+++ Texto de origem

RELATOR: Gab. 21 - DES. FED. JOHONSOM DI SALVO

APELANTE: BCV - BANCO DE CREDITO E VAREJO S/A., UNIAO FEDERAL - FAZENDA NACIONAL

Advogado do(a) APELANTE: ALESSANDRO MENDES CARDOSO - MG76714-A

APELADO: UNIAO FEDERAL - FAZENDA NACIONAL, BCV - BANCO DE CREDITO E VAREJO S/A.

Advogado do(a) APELADO: ALESSANDRO MENDES CARDOSO - MG76714-A

 

 

 

V O T O

 

 

O Excelentíssimo Senhor Desembargador Federal Johonsom di Salvo, Relator:

Pretendem as agravantes a reforma da decisão monocrática que negou provimento às apelações.

Não há empeço à decisão unipessoal, no caso.

No âmbito do STJ rejeita-se a tese acerca da impossibilidade de julgamento monocrático do relator fundado em hipótese jurídica não amparada em súmula, recurso repetitivo, incidente de resolução de demanda repetitiva ou assunção de competência, louvando-se na existência de entendimento dominante sobre o tema. Até hoje, aplica-se, lá, a Súmula 586 de sua Corte Especial (DJe 17/03/2016). Confira-se: AgInt no AgRg no AREsp 607.489/BA, Rel. Ministro MARCO BUZZI, QUARTA TURMA, julgado em 20/03/2018, DJe 26/03/2018 - AgInt nos EDcl no AREsp 876.175/RS, Rel. Ministro MARCO BUZZI, QUARTA TURMA, julgado em 21/06/2018, DJe 29/06/2018 - AgInt no AgInt no REsp 1420787/RS, Rel. Ministro LÁZARO GUIMARÃES (DESEMBARGADOR CONVOCADO DO TRF 5ª REGIÃO), QUARTA TURMA, julgado em 19/06/2018, DJe 26/06/2018 - AgRg no AREsp 451.815/SC, Rel. Ministro JORGE MUSSI, QUINTA TURMA, julgado em 19/06/2018, DJe 29/06/2018.

Ademais, cumpre lembrar o pleno cabimento de agravo interno - POR SINAL UTILIZADO PELA PARTE, AQUI - contra o decisum, o que afasta qualquer alegação de violação ao princípio da colegialidade e de cerceamento de defesa, a despeito da impossibilidade de realização de sustentação oral, já que a matéria pode, desde que suscitada, ser remetida à apreciação da Turma, onde a parte poderá acompanhar o julgamento colegiado, inclusive valendo-se de prévia distribuição de memoriais (AgRg no AREsp 381.524/CE, Rel. Ministro JORGE MUSSI, QUINTA TURMA, julgado em 17/04/2018, DJe 25/04/2018 - AgInt no AREsp 936.062/SP, Rel. Ministra ASSUSETE MAGALHÃES, SEGUNDA TURMA, julgado em 21/03/2018, DJe 27/03/2018 - AgRg no AREsp 109.790/PI, Rel. Ministro ANTONIO SALDANHA PALHEIRO, SEXTA TURMA, julgado em 06/09/2016, DJe 16/09/2016). Deveras, "Eventual mácula na deliberação unipessoal fica superada, em razão da apreciação da matéria pelo órgão colegiado na seara do agravo interno " (AgInt no AREsp 999.384/SP, Rel. Ministro MARCO AURÉLIO BELLIZZE, TERCEIRA TURMA, julgado em 17/08/2017, DJe 30/08/2017 - REsp 1677737/RJ, Rel. Ministro PAULO DE TARSO SANSEVERINO, TERCEIRA TURMA, julgado em 19/06/2018, DJe 29/06/2018).

++++++

**Tarefa do exercício A:** Traduza para o inglês a seguinte frase do voto: "Não há empeço à decisão unipessoal, no caso."
**Tarefa do exercício B:** Resuma o voto em duas frases.
**Tarefa do exercício C:** Segundo o voto, qual súmula da Corte Especial do STJ ainda é aplicada naquele tribunal?

+++ Conteúdo dos dados

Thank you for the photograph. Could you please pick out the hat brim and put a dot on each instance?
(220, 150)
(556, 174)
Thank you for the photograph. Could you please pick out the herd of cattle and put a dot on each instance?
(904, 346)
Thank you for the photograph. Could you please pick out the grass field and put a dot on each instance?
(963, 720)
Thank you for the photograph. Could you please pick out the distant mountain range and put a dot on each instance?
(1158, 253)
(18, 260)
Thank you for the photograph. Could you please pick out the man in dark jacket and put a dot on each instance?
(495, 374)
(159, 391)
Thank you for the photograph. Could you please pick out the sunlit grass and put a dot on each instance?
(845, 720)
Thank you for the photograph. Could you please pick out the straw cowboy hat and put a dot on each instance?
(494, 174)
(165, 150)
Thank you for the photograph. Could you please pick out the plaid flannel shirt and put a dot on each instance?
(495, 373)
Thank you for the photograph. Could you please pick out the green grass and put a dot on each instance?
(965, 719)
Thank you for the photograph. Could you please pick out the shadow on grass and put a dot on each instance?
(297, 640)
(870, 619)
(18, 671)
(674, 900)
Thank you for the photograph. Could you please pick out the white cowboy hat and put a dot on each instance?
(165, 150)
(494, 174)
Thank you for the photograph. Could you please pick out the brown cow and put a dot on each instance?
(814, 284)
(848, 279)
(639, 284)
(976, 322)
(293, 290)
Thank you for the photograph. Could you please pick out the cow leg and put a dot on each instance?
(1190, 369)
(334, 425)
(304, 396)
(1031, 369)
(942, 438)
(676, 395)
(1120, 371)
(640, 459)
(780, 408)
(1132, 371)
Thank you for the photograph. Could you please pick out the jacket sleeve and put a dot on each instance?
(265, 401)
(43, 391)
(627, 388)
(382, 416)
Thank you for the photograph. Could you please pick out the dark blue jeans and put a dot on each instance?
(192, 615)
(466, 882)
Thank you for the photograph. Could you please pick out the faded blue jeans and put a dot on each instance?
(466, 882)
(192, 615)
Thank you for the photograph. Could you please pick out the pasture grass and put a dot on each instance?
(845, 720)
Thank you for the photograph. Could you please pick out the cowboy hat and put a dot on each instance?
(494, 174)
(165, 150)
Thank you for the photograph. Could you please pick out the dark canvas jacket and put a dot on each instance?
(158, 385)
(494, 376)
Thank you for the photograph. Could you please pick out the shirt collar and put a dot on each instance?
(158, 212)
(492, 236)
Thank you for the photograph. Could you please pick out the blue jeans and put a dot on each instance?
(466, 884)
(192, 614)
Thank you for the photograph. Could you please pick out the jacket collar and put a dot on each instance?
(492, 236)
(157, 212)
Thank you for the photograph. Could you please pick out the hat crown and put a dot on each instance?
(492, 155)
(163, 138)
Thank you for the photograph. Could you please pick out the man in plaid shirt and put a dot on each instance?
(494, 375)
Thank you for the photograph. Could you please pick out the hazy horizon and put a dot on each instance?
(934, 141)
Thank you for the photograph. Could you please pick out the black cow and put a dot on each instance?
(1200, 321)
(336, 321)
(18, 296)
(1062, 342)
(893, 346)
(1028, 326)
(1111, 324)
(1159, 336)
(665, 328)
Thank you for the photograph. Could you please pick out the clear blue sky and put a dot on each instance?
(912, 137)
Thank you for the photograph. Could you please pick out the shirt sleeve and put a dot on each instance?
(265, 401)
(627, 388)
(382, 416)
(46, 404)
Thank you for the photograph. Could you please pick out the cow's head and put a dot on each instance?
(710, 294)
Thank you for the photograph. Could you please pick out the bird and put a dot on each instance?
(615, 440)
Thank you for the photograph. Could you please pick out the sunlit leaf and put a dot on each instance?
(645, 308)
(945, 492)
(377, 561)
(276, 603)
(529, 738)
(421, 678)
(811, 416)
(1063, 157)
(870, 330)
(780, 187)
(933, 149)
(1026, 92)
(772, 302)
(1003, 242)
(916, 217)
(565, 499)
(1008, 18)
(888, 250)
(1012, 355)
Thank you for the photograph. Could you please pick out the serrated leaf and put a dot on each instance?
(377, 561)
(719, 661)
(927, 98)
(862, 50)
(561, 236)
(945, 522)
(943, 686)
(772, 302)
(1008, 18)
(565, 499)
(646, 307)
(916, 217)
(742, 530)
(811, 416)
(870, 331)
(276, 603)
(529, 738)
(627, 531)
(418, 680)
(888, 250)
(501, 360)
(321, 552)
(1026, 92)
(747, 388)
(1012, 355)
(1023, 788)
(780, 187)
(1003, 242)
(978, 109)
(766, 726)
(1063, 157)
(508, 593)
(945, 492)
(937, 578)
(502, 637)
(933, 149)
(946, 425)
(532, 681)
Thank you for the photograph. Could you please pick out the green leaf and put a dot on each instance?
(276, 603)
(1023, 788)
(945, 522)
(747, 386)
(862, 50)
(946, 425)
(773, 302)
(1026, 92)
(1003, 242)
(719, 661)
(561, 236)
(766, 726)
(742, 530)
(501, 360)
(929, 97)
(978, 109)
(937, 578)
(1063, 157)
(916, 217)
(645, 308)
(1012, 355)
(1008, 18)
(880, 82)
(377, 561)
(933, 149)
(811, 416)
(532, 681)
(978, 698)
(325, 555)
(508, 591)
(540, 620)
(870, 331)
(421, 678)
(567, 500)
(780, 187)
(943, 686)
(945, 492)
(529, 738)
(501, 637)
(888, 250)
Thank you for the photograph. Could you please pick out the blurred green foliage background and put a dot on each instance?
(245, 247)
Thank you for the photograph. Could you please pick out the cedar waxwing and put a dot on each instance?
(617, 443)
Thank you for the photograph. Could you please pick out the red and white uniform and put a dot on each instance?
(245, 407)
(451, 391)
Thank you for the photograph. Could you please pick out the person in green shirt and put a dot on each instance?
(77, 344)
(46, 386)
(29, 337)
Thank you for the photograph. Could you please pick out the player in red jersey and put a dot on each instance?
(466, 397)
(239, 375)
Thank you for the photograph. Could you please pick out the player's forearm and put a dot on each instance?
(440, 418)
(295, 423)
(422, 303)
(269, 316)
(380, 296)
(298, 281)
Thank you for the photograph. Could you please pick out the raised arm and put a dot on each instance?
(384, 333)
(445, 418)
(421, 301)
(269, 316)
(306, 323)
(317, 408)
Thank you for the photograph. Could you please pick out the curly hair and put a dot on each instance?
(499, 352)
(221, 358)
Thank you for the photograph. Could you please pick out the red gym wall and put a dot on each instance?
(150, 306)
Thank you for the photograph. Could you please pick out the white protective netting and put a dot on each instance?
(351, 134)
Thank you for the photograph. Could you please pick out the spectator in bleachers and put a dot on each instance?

++++++

**Resultado A:** There is no obstacle to the single-judge decision in this case.

**Resultado B:** As agravantes pretendem reformar a decisão monocrática que negou provimento às apelações, mas o relator afirma que não há empeço à decisão unipessoal, pois o STJ rejeita a tese da impossibilidade de julgamento monocrático fora das hipóteses de súmula, recurso repetitivo, incidente de resolução de demanda repetitiva ou assunção de competência e aplica a Súmula 586 de sua Corte Especial. Além disso, o cabimento de agravo interno permite levar a matéria à Turma e afasta as alegações de violação ao princípio da colegialidade e de cerceamento de defesa.

**Resultado C:** A Súmula 586 da Corte Especial do STJ.